TASK INSTRUCTIONS
Produce an exact copy of the lines from the line that contains "the dark soil" to the end of the listing below.

LISTED ENTRIES
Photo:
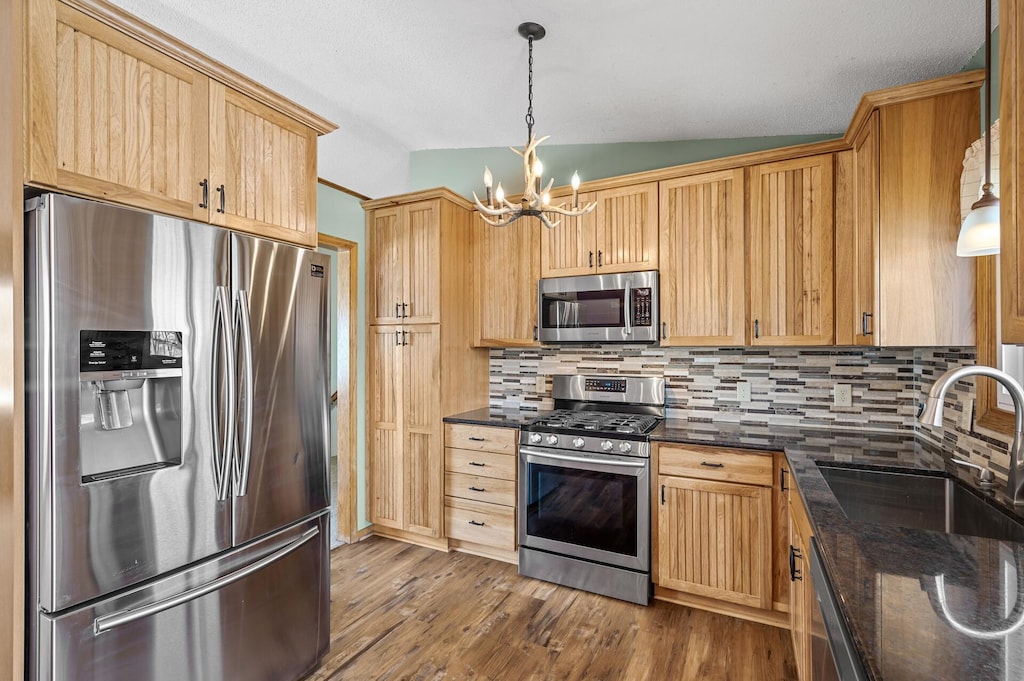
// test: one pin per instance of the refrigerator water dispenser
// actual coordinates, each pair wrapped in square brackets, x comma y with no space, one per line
[129,402]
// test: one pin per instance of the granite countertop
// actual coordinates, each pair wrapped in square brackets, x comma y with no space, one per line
[488,417]
[885,577]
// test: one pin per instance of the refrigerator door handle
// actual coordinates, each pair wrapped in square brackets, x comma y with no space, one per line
[223,450]
[246,341]
[109,622]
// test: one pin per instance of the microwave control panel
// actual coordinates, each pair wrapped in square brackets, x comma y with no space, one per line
[641,307]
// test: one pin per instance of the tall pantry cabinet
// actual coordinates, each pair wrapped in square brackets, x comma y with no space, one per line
[420,360]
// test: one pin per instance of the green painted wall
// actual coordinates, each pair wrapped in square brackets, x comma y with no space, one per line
[462,169]
[340,215]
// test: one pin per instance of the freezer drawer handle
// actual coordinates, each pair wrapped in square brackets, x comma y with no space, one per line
[109,622]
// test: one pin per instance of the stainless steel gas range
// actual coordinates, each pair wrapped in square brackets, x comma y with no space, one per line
[585,485]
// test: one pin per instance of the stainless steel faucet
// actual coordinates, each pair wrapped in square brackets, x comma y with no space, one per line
[933,416]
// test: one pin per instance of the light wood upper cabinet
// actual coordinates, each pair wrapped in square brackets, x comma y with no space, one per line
[896,259]
[406,469]
[508,264]
[702,259]
[113,118]
[1012,170]
[404,248]
[715,540]
[121,112]
[569,248]
[262,169]
[791,252]
[620,236]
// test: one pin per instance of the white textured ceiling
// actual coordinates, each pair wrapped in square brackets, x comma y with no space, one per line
[406,75]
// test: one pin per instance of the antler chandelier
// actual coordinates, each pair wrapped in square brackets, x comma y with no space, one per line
[535,202]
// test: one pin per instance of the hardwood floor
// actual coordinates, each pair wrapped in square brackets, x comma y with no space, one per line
[402,611]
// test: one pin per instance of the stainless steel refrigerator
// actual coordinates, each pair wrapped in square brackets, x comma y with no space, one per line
[176,399]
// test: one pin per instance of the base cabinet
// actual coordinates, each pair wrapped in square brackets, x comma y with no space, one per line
[713,511]
[480,490]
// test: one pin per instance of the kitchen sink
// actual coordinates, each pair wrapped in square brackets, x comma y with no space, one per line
[921,501]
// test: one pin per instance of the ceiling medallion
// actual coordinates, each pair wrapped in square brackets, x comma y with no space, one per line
[535,202]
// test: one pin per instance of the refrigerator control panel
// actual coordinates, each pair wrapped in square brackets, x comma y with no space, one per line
[129,350]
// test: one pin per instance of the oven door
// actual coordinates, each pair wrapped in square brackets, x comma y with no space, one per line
[599,308]
[586,506]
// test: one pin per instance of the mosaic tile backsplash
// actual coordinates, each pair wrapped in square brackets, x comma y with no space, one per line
[788,386]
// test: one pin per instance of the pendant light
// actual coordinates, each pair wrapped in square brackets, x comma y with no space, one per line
[536,201]
[980,231]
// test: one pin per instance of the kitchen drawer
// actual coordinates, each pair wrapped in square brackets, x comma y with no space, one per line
[485,464]
[480,523]
[488,438]
[712,463]
[489,490]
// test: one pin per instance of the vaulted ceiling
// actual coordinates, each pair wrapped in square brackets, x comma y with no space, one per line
[402,75]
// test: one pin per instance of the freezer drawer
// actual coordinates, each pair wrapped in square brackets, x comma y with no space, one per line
[258,612]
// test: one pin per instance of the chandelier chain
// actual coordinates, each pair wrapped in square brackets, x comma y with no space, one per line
[529,109]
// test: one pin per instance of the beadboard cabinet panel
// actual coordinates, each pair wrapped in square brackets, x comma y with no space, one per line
[702,263]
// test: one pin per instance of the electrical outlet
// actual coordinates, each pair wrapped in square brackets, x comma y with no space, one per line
[743,391]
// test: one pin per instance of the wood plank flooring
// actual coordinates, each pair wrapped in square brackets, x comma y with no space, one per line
[402,611]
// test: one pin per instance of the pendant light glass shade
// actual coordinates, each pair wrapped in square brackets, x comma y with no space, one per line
[980,231]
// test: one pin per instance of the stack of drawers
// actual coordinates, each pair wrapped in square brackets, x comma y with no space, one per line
[480,490]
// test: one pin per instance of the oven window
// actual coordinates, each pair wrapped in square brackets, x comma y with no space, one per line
[584,309]
[586,508]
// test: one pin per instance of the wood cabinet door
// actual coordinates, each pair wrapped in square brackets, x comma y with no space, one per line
[921,153]
[421,225]
[423,482]
[627,228]
[508,264]
[386,441]
[701,259]
[112,118]
[262,169]
[569,248]
[791,252]
[715,540]
[1012,170]
[800,613]
[386,265]
[865,235]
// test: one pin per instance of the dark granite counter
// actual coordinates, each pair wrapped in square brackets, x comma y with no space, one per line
[919,603]
[487,417]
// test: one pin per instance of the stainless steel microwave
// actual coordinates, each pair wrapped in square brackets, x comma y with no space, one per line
[598,308]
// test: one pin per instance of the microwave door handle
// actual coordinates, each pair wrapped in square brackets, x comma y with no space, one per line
[628,312]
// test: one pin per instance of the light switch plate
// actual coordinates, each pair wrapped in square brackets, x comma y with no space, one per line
[743,391]
[843,394]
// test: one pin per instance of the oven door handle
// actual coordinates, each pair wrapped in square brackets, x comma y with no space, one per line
[535,457]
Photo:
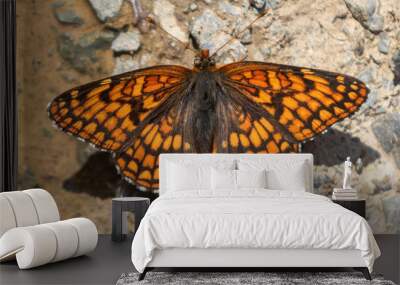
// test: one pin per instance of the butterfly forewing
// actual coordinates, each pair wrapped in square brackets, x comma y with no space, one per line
[302,101]
[252,107]
[107,112]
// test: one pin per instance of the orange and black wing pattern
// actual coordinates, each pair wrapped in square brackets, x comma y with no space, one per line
[298,102]
[243,128]
[167,133]
[106,113]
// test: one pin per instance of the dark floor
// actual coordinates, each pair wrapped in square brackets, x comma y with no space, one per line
[110,260]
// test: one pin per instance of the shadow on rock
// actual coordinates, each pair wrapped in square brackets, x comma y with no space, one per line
[99,177]
[333,147]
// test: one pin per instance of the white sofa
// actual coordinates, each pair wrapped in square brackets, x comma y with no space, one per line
[31,230]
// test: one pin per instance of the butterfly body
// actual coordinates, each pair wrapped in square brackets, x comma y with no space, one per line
[252,107]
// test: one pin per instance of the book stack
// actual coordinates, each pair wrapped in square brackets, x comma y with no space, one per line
[344,194]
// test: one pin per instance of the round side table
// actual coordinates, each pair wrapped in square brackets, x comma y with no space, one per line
[120,206]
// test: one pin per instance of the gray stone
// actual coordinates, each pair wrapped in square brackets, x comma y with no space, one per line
[261,5]
[165,11]
[106,9]
[127,42]
[81,54]
[125,63]
[367,75]
[391,208]
[384,43]
[235,51]
[258,4]
[382,185]
[387,131]
[366,13]
[396,67]
[246,37]
[204,27]
[227,8]
[67,16]
[193,7]
[273,4]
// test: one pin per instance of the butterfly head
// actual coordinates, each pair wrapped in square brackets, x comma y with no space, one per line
[204,60]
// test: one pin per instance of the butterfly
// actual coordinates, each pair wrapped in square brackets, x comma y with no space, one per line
[242,107]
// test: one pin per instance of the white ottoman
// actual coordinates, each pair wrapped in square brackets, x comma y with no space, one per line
[31,232]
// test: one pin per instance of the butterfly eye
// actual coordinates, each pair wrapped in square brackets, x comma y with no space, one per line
[212,61]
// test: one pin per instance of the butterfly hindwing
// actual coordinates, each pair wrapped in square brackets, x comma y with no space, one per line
[303,101]
[167,133]
[106,113]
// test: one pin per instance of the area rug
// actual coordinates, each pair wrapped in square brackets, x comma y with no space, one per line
[244,278]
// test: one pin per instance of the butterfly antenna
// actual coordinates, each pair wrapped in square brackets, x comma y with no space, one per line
[151,20]
[262,14]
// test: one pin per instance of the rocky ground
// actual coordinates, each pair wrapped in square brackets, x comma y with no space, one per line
[66,43]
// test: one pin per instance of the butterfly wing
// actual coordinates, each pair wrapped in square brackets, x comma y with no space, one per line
[300,102]
[243,127]
[168,132]
[106,113]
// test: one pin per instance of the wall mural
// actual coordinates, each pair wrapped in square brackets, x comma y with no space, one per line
[156,100]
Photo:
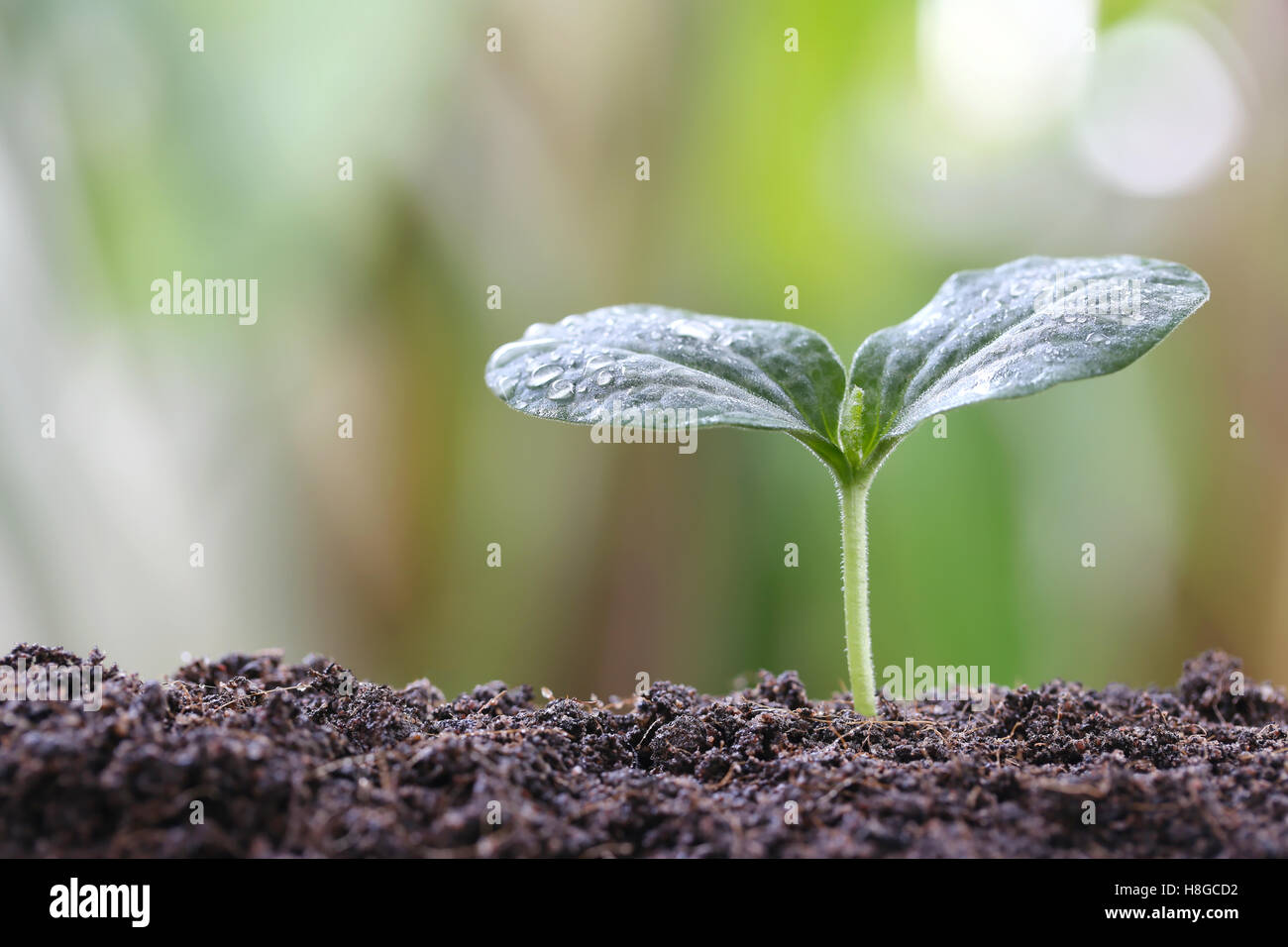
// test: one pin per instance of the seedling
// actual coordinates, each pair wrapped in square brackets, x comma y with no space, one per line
[987,334]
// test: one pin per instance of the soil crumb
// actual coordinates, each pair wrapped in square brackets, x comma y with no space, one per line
[253,758]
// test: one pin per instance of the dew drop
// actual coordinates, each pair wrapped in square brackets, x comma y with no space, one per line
[544,375]
[692,330]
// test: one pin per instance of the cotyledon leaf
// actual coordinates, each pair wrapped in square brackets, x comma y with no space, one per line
[1016,330]
[742,372]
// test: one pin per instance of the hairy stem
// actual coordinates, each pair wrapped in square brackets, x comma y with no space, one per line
[854,571]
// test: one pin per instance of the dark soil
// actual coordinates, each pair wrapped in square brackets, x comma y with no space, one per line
[284,762]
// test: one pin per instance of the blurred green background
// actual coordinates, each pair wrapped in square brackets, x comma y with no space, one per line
[1068,128]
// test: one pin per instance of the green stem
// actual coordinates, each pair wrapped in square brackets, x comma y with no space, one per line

EXPECTED OUTPUT
// test: one pin per instance of the dark soil
// actual coordinates, each pair wrapped in square brackets, x comma y with no space, one per line
[284,762]
// test: one pin per instance of the blurred green background
// actual coordinates, each pair wrapped in square brackets, x comma y with no space, one per line
[1068,128]
// test: one pin per instance of the green stem
// actual coordinates, each pair wrapped in square brackets, x comma y with no space, one per line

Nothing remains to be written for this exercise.